That said, not all textures are created equal.  Some formats such as bmp, jpg and pcx do not support an alpha channel.  This means if you texture requires any transparency at all, you cannot use these formats.  Other formats, such as PSD ( Photoshop’s native format ) are absolutely huge.  Others such as BMP have very poor compression rates and should generally be avoid.  At the end of the day, this generally means that your 2D textures should probably be in png or tga formats.  Unreal also wants your textures to be in Power of Two resolutions.  Meaning that width/height should be 2,4,8,16,32 … 512, 1024, 2048, etc…  pixels in size.  It will work with other sized textures, but MIP maps will not be generated (not a big deal in 2D) and performance could suffer(a big deal).  Keep in mind, your sprite doesn’t need to use all of the texture, as you will see shortly.  So it’s better to have empty wasted space then a non Power of Two size.


* Personally I’ve experienced all kinds of problems using PNG, such as distorted backgrounds, while TGA has always worked flawlessly. 


Adding a Texture to your game


Adding a Texture is simple as selecting a destination folder on the left, then dragging and dropping the appropriate file type (from the list above) from Finder/Exporter to the Content Browser window, shown below:



Alternately, you can click New –> Import



Then navigate to the file you wish to use and select it. 


You texture should now appear in the Content Browser.


Texture Editor


Now that you have a texture loaded, you can bring it up in the Texture Editor by either double clicking or right clicking and selecting Edit.  Here is the texture editor in action.  It is a modeless window that can be left open indepently of the primary Unreal Engine window.




The Texture Editor enables you to make changes to your image, such as altering it’s brightness, saturation, etc…  you can also change compression amounts here.  However, for our 2D game, we have one very critical task…  turning off MIP maps.

What's a MIP Map?

History lesson time! MIP stands for multum in parvo, Latin for "much in little". Doesn't exactly answer the question does it? Ok, lets try again. Essentially a MIP map is an optimiziation trick. As things in the 3D scene get further and further from the camera, they need less and less detail. So while right up close to an object you may see enough detail to justify a 2048x2048 resolution texture. However, as the rendered object gets farther away in the scene, the texture resolution doesn't need to be nearly as high. Therefore game engines often use MIPMaps, multiple resolution versions of the same texture. So, as the required detail gets lower and lower, it can use a smaller texture and thus less resources.
You know when you are playing a game and as you move rapidly, often textures in the background "pop" in or out? This is the mipmapping system screwing up! Instead of seamlessly transitioning between versions, you as the user are watching the transition occur.

=-=-=

## [Given problem]
Reproduce the portion of the Unreal texture guide starting at "You know when" and ending at "the transition occur.". The data is drawn from an unrelated source.

## [Data excerpts]
=-=-=

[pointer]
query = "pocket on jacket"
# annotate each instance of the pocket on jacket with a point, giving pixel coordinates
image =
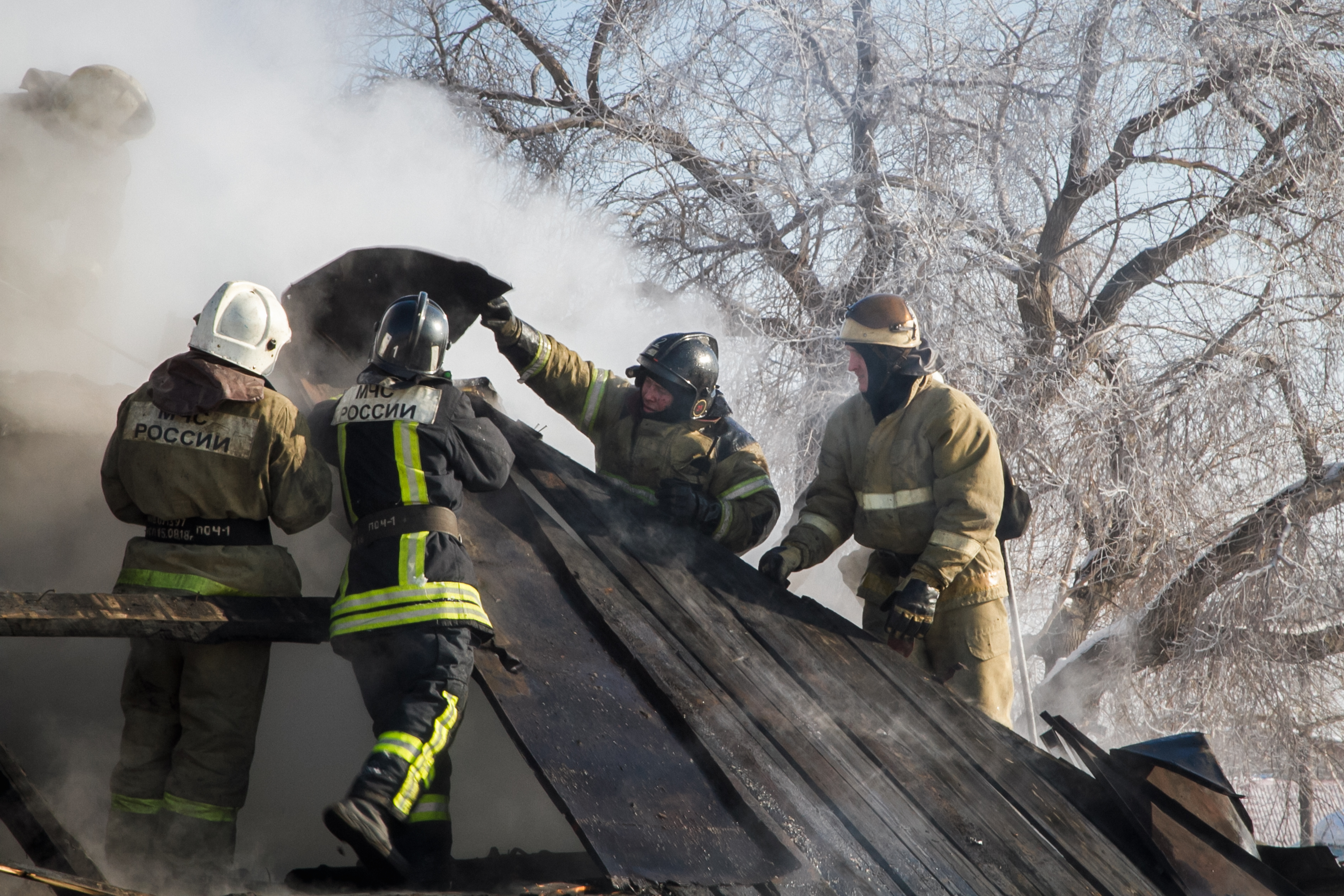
(987, 633)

=-=-=

## [Answer below]
You know when you are playing a game and as you move rapidly, often textures in the background "pop" in or out? This is the mipmapping system screwing up! Instead of seamlessly transitioning between versions, you as the user are watching the transition occur.